--- begin ---
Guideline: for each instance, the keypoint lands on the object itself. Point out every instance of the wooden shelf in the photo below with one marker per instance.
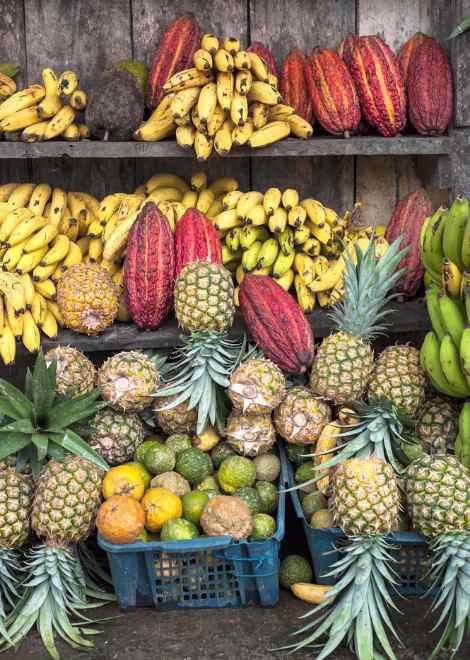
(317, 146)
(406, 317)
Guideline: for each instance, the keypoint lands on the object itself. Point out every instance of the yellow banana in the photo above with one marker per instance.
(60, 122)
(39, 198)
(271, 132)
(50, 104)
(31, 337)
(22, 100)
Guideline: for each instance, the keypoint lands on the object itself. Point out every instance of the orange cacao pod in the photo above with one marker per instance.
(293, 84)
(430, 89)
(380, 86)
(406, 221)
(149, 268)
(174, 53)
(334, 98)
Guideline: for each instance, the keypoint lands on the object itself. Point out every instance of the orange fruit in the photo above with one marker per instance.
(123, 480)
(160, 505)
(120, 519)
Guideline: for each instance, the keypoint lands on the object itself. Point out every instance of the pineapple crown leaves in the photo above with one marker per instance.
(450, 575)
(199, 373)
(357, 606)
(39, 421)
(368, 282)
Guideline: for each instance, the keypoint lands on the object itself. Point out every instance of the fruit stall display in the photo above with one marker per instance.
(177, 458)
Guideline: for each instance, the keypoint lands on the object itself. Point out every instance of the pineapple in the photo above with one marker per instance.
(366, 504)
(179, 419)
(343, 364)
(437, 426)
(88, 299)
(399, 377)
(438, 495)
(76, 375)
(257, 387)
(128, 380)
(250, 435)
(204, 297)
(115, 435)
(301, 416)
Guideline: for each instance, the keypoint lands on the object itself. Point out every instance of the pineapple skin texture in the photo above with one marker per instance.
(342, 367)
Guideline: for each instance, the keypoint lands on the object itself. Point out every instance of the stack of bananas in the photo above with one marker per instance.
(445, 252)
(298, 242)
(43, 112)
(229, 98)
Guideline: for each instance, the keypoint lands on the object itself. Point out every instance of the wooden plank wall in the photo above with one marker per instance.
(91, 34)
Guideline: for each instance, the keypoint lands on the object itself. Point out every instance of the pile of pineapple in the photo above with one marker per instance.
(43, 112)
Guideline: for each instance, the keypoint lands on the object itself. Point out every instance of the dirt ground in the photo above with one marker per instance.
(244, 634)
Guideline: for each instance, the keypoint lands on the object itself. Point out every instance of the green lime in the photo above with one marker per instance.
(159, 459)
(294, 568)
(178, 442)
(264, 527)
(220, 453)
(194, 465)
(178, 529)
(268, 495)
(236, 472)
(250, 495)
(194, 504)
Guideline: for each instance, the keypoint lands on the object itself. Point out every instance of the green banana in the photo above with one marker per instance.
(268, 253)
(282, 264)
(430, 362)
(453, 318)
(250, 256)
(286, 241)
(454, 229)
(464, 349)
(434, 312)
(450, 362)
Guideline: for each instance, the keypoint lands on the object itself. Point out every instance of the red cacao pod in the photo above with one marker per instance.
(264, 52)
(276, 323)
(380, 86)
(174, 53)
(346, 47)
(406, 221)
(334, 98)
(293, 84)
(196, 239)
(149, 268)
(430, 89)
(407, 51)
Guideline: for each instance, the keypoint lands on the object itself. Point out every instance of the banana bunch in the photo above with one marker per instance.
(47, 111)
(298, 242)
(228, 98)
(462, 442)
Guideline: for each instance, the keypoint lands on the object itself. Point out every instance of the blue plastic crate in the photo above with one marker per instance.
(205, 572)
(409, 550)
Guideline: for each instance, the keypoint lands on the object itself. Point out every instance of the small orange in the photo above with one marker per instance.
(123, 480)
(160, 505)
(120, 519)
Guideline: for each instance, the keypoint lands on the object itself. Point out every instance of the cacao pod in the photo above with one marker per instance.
--- end ---
• **Aim of the task**:
Nothing in the entries should change as you copy them, except that the pictures are left out.

• **Exercise output**:
Guideline: for each instance, the keypoint lands on the object itself. Point out every instance of the wooden shelf in the photo below with one marker per instance.
(317, 146)
(406, 317)
Guideline: for each instance, the keypoint lands on the object itself. Point out every instance of the yellow banana in the photo above with one marker per instance.
(60, 122)
(39, 198)
(271, 132)
(50, 104)
(31, 337)
(22, 100)
Guideline: for each instance, the keypoint lands on the object itself. Point out every instance of the orange cacao pod in the photo above with one marker per instance.
(293, 84)
(430, 89)
(380, 86)
(406, 221)
(149, 268)
(174, 53)
(334, 98)
Guideline: for each instance, the keypoint lands on the object itself. Point out every instance of the orange fruit in the photo above with one marker per instance.
(123, 480)
(160, 505)
(120, 519)
Guideline: for each instance, the keypoint lands on the object itself. Point out every instance of the pineapple crown leaves in the photo above with one marker per instance.
(450, 575)
(199, 373)
(357, 606)
(39, 421)
(368, 282)
Guideline: for each instance, the keypoint lands on the object itself. Point out every instance of the fruit stall display in the photo above with one marker per instance.
(177, 458)
Guideline: for each instance, the keypoint lands on the object itself. Point out every instance of the pineapple in the photo above with one marker per instance.
(366, 504)
(179, 419)
(343, 364)
(437, 426)
(88, 299)
(399, 377)
(438, 495)
(76, 375)
(257, 387)
(128, 380)
(250, 435)
(204, 297)
(115, 435)
(301, 416)
Guideline: for each instance, the keypoint lands on the object itself. Point out every instance of the pineapple skin texture in the photo above with one marker per instance.
(342, 367)
Guideline: for each instance, the keypoint lands on the object itself. Point out every instance of the stack of bananas in the photo above with one marker per instance.
(445, 252)
(298, 242)
(43, 112)
(229, 98)
Guideline: for each instance, the keypoint lands on the object itself. Point out every instance of the wooden plank wall in the photo above with one marker per instance.
(91, 34)
Guideline: for each instance, the keypoint lands on the object itself. Point out every instance of the pile of pineapple in the photo above with one marker per instance.
(43, 112)
Guideline: for each instance, the keypoint lands on the object itself. Point out every instance of the dirt ground in the photo above with one marker per instance.
(244, 634)
Guideline: for each instance, the keypoint lands on the object itself. Point out every instance of the green lime in the photo above with one marker per instance.
(159, 459)
(294, 568)
(178, 442)
(264, 527)
(220, 453)
(194, 465)
(178, 529)
(268, 495)
(236, 472)
(250, 495)
(194, 504)
Guideline: for each instance, the keypoint lands on the object itself. Point out every instance of the green banana in the photo above with one marker per instance.
(268, 253)
(282, 264)
(430, 362)
(453, 318)
(250, 256)
(286, 241)
(454, 229)
(464, 349)
(434, 312)
(450, 362)
Guideline: for each instance, the keypoint lands on the object itself. Point out every instance of the red cacao pod in the photo above with one marker per instance.
(264, 52)
(276, 323)
(380, 86)
(174, 53)
(346, 47)
(406, 221)
(334, 98)
(293, 84)
(196, 239)
(149, 268)
(430, 89)
(407, 51)
Guideline: for each instance, the keypoint lands on the object itself. Point out every instance of the banana bunch in the photo above with one marker per instance.
(47, 111)
(298, 242)
(228, 98)
(462, 442)
Guideline: for each instance, the keypoint lands on the object itself. Point out every instance of the blue plastic crate in the photo above with one marker per instance.
(205, 572)
(409, 550)
Guideline: for each instance, the keypoint lands on the object itself. Point out every instance of the small orange in the photo above with one marker per instance.
(123, 480)
(160, 505)
(120, 519)
Guideline: for each instance, the keypoint lands on the object itself. Point out every instance of the cacao pod in the photo above with one marker per instance.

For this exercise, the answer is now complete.